List every line of the records below that contains the string "wooden", matching case exactly.

::::

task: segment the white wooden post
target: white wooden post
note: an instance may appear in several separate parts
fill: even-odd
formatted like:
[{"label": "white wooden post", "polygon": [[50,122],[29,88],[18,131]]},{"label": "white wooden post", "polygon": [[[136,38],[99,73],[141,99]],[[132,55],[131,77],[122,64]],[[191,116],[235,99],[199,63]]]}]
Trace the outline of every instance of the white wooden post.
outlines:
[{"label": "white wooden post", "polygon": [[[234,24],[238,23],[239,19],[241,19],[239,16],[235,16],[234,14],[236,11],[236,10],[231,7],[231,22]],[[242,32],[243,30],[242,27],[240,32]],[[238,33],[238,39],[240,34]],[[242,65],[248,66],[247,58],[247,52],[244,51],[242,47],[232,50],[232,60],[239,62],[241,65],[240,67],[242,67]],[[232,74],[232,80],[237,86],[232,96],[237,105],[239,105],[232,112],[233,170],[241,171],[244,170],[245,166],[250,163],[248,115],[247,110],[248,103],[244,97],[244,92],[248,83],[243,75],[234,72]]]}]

::::

Solution to this task:
task: segment the white wooden post
target: white wooden post
[{"label": "white wooden post", "polygon": [[50,122],[29,88],[18,131]]},{"label": "white wooden post", "polygon": [[[136,38],[99,73],[141,99]],[[132,55],[131,77],[122,64]],[[191,116],[235,99],[199,63]]]}]
Trace the outline of every instance of the white wooden post.
[{"label": "white wooden post", "polygon": [[[234,24],[238,23],[239,19],[241,19],[239,16],[235,16],[234,14],[236,11],[236,10],[231,7],[231,22]],[[242,32],[243,30],[242,27],[240,32]],[[238,33],[238,39],[240,34]],[[242,65],[248,66],[247,58],[247,52],[244,51],[242,47],[232,50],[232,60],[239,62],[241,65],[240,67],[242,67]],[[232,74],[232,80],[237,86],[232,96],[237,105],[239,105],[232,112],[233,170],[241,171],[244,170],[245,166],[250,163],[248,115],[247,110],[248,103],[244,97],[244,92],[248,83],[243,75],[234,72]]]}]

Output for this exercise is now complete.